EXERCISE »
Work through the entries below and show every line in which "towel" is found.
-- INPUT DATA follows --
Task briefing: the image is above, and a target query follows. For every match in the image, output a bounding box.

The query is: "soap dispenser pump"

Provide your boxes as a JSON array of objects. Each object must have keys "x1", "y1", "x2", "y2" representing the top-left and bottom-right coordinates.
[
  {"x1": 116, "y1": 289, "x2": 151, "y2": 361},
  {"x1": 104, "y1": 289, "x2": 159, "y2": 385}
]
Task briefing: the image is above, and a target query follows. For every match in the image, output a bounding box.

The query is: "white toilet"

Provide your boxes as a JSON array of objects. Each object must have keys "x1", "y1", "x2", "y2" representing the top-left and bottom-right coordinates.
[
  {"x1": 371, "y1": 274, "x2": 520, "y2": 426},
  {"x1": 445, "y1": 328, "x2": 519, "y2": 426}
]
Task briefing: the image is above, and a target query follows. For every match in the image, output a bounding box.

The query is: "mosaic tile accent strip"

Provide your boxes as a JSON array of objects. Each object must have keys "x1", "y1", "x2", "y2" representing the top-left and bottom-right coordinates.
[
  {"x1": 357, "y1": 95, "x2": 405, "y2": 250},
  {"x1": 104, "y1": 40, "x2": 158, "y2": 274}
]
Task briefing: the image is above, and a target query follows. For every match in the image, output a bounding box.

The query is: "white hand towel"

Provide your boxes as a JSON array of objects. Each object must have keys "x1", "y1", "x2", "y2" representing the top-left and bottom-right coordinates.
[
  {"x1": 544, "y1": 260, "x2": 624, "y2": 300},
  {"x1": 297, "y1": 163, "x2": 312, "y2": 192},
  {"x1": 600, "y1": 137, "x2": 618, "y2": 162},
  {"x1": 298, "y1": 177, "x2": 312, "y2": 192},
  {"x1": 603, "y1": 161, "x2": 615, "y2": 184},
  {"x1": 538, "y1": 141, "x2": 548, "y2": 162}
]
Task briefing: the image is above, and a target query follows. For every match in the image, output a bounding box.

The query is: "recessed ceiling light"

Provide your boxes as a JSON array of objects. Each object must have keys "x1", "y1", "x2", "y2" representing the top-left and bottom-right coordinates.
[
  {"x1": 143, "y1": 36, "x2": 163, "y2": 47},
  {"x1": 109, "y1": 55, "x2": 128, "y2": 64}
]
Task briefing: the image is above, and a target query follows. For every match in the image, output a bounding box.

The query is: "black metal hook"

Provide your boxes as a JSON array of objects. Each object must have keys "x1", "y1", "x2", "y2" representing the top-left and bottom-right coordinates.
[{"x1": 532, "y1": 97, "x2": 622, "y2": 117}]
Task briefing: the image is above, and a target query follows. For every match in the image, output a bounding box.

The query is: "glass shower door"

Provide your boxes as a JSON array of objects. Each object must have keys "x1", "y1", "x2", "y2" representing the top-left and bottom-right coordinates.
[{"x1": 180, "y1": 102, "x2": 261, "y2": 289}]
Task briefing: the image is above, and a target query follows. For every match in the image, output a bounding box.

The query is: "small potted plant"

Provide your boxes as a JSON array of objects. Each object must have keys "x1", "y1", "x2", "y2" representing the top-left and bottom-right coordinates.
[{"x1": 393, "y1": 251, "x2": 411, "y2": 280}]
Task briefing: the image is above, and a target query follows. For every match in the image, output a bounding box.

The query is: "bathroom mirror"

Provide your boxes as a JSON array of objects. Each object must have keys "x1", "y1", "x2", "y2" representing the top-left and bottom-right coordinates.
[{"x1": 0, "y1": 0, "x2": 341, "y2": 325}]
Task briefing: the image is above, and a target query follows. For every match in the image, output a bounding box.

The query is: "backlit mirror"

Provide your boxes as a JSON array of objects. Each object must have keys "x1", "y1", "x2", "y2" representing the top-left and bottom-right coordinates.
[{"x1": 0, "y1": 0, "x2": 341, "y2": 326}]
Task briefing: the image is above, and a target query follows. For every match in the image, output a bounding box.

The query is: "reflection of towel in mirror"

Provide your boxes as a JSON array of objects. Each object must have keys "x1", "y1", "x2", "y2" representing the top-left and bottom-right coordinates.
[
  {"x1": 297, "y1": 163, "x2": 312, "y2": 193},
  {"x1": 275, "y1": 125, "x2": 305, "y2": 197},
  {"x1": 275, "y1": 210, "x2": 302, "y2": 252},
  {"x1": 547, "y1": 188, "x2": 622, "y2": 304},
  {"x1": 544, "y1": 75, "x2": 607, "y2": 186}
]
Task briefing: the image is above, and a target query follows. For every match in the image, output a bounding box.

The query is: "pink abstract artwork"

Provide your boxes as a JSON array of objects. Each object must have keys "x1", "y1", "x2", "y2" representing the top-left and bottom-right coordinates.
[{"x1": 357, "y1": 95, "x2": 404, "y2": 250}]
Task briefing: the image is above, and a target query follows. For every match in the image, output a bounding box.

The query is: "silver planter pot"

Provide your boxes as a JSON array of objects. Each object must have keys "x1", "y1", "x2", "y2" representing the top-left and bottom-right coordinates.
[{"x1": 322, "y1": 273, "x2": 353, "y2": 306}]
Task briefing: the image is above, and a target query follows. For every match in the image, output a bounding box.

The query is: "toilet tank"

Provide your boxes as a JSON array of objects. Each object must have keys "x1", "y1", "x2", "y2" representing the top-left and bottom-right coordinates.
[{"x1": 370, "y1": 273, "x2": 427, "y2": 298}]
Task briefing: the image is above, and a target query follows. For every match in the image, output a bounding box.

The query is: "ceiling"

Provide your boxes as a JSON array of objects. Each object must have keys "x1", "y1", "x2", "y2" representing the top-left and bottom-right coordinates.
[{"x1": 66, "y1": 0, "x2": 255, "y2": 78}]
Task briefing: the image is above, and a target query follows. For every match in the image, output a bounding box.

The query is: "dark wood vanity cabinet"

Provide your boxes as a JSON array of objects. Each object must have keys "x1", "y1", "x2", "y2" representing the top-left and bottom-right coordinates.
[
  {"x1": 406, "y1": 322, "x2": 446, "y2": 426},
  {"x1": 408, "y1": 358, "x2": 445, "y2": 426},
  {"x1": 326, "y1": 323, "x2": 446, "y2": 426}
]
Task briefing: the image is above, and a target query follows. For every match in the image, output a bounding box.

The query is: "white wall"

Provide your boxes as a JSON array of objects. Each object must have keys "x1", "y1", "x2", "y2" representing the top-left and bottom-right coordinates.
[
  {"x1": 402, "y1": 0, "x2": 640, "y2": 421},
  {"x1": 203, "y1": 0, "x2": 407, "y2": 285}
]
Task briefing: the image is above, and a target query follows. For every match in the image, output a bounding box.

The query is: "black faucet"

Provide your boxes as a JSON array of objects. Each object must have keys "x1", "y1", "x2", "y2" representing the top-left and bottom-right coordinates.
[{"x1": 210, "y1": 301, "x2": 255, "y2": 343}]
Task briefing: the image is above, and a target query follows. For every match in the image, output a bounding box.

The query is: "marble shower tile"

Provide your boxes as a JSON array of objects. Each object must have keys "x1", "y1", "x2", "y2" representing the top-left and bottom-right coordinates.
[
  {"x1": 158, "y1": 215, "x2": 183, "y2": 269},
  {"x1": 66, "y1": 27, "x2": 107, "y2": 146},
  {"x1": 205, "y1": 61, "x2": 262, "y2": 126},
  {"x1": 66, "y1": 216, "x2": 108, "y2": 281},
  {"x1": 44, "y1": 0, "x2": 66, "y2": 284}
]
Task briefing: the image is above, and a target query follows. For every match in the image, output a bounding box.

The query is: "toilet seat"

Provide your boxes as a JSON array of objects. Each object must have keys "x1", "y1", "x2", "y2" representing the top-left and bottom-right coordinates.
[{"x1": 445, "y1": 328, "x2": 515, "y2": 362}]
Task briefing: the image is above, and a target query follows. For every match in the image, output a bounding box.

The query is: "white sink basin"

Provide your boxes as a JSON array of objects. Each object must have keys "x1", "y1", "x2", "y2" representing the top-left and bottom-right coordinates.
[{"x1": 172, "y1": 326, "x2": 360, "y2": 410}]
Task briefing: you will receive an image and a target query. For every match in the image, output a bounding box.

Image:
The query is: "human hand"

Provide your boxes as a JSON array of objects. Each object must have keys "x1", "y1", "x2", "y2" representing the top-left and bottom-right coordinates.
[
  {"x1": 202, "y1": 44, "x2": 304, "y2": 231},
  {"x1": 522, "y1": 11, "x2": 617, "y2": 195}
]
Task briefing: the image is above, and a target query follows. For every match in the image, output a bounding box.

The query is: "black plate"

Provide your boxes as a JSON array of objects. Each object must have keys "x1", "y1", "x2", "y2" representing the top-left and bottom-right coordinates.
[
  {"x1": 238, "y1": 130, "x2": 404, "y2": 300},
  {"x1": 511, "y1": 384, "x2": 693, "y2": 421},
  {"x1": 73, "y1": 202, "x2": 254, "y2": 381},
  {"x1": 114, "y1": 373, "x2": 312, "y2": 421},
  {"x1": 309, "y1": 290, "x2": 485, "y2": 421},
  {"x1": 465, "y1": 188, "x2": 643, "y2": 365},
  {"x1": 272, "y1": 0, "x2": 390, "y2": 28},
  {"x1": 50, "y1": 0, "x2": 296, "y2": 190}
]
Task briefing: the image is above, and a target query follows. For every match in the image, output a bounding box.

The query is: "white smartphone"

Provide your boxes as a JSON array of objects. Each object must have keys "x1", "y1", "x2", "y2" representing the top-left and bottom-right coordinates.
-- INPUT DATA concluded --
SOLUTION TO THIS PROBLEM »
The query is: "white hand towel"
The query is: "reflection of towel in mirror"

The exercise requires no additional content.